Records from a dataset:
:::
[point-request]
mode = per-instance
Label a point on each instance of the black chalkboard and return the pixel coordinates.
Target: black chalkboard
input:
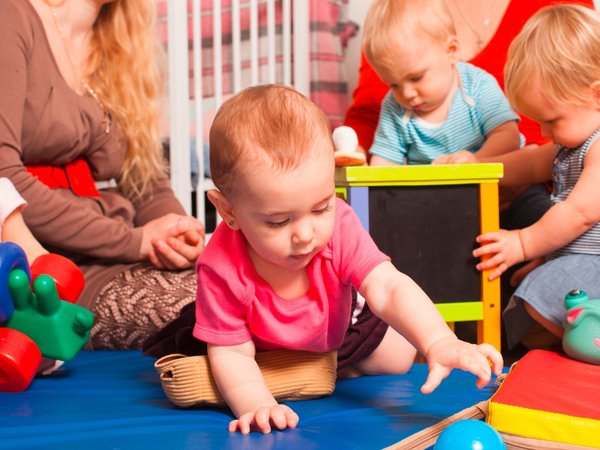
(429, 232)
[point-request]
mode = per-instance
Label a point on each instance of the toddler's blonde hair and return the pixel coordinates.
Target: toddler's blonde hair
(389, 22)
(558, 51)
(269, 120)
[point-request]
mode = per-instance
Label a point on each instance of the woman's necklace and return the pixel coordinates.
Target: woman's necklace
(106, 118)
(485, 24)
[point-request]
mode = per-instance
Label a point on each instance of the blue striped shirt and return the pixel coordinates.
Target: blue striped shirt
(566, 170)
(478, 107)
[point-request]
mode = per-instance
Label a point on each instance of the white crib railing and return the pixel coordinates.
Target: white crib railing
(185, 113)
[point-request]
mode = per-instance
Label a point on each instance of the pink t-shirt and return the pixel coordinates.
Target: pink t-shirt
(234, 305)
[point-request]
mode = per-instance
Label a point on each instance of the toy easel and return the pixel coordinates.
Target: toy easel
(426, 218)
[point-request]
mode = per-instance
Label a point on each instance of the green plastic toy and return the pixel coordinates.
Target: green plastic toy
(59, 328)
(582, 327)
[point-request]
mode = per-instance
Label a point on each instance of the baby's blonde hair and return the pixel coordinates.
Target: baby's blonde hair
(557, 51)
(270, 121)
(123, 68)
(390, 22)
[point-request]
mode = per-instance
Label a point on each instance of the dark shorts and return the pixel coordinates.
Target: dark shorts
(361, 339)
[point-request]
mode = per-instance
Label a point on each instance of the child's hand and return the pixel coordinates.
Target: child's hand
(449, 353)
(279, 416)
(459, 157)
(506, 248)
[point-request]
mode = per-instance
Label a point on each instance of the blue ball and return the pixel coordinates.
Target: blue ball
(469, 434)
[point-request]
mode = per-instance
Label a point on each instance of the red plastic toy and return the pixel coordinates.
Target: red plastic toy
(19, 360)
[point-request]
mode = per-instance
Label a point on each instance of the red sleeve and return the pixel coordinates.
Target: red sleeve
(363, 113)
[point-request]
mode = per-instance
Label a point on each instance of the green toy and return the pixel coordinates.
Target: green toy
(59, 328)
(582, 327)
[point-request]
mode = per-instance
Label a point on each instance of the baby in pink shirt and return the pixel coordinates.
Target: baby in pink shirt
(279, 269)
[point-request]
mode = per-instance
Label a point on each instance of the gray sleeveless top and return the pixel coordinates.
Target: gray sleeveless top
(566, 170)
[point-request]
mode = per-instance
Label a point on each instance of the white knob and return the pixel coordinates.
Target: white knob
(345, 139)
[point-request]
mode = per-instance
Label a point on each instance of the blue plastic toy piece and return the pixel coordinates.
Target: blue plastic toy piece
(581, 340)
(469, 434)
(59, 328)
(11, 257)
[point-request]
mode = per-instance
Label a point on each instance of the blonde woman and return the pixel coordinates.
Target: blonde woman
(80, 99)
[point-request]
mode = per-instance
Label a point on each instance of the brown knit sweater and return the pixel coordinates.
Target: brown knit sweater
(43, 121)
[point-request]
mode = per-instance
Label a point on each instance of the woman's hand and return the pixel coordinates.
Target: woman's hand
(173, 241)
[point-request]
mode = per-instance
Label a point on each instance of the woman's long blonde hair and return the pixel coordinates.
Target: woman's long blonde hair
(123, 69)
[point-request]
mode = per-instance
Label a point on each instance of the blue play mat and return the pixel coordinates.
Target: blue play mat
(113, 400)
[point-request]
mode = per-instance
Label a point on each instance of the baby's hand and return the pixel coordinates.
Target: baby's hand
:::
Without the pictures, output the full listing exactly as it stands.

[point-request]
mode = per-instance
Label a point on each instance of the black chalkboard and return the pixel coordinates.
Target: black chalkboard
input:
(429, 232)
[point-request]
mode = per-instance
Label a point on each instance of the toddler's blonde hair and return the pixel coordinates.
Target: toddler's blonde hair
(389, 22)
(558, 51)
(269, 120)
[point-request]
mode = per-instance
Label a point on each instance of the woman's necklace and return the pixel coordinates.
Target: woman's necklace
(106, 118)
(485, 24)
[point-request]
mode = per-instance
Label a point on each instance of the blue striped shirt and return the pixel coordinates.
Target: blue striped shirt
(566, 170)
(478, 107)
[point-request]
mode = per-instance
Label a point on each instance of the white crib railing and return the pixel coordinates.
Target: white crib railing
(185, 113)
[point-request]
mode = per-instance
Label a point on each instance of the pink t-shirt and return the pixel coordinates.
Target: pink t-shirt
(234, 305)
[point-request]
mode = per-instance
Label a point on each instance of the toy easel and return the pixel coordinates.
Target: toy easel
(426, 218)
[point-request]
mode = per-instance
Label a point on each instance of the green plastic toy and return the pixel coordinates.
Target: green plastic toy
(59, 328)
(582, 327)
[point-request]
mode = per-instance
Label a point on each instance of the baby's blonde hair and return the pixel coordinates.
Target: baby's blonde hair
(557, 51)
(270, 121)
(123, 68)
(390, 22)
[point-request]
mode = per-instance
Label a point on each instance of the dark shorts and return the pixel coordinates.
Target: dark shorts
(361, 339)
[point-request]
mode = per-instance
Label a point on each instance of the child's hand and return the pixel coordinates.
Target: child's hand
(449, 353)
(279, 416)
(459, 157)
(506, 248)
[point-request]
mode = per-instance
Label a point on each instance of the blue ball and return the pixel coordinates.
Target: blue ball
(469, 434)
[point-request]
mode = per-instance
Label a point on each instance of the red plastic toy and return the pixel coordinates.
Target: red plastic toy
(19, 360)
[point-request]
mode = per-instance
Label a point on each instance of the red sleeve and return the pixel coordinates.
Target: red sleeve
(363, 113)
[point-request]
mode = per-instance
Label a point on each instance of the green toy and return the pixel coordinates.
Target: green toy
(59, 328)
(582, 327)
[point-request]
mode = per-instance
Label a point on each instance of the baby in pink shirt and return the pixel coordinates.
Target: baby in pink shirt
(279, 269)
[point-request]
mode = per-instance
Label a point on each instance of the gray sleeveless top and return the pixel coordinates.
Target: gray sleeveless top
(566, 170)
[point-request]
mode = per-instance
Label a point on each instance of the white knob and return the pixel coordinates.
Target: white knob
(345, 139)
[point-request]
mode = per-instance
Label a point on each instance of the blue plastic toy piece and return the pixel coordinates.
Target: blue plastic toy piece
(581, 340)
(469, 434)
(59, 328)
(11, 257)
[point-request]
mode = per-instance
Label a point on each instance of the blonde woman and return the pixel coordinates.
Target: blonde woman
(80, 99)
[point-request]
mode = per-instance
Label a point on each instance of the brown knit sweater and return the pixel coordinates.
Target: brown knit sweater
(43, 121)
[point-request]
mode = per-instance
Label a point on each instance of the woman's hand and return the pixel coordinates.
Target: woman's hand
(173, 241)
[point-request]
mode = per-instance
Label a point on each instance of the woman's long blonde hair and return the pixel coordinates.
Target: woman's long blonde hair
(123, 69)
[point-request]
mode = per-instance
Label a point on each instance of the blue play mat and return the pixel coordinates.
Target: blue play mat
(113, 400)
[point-request]
mode = per-instance
Label a point on each instance of the baby's hand and return the pixel coordinates.
Target: baby's hand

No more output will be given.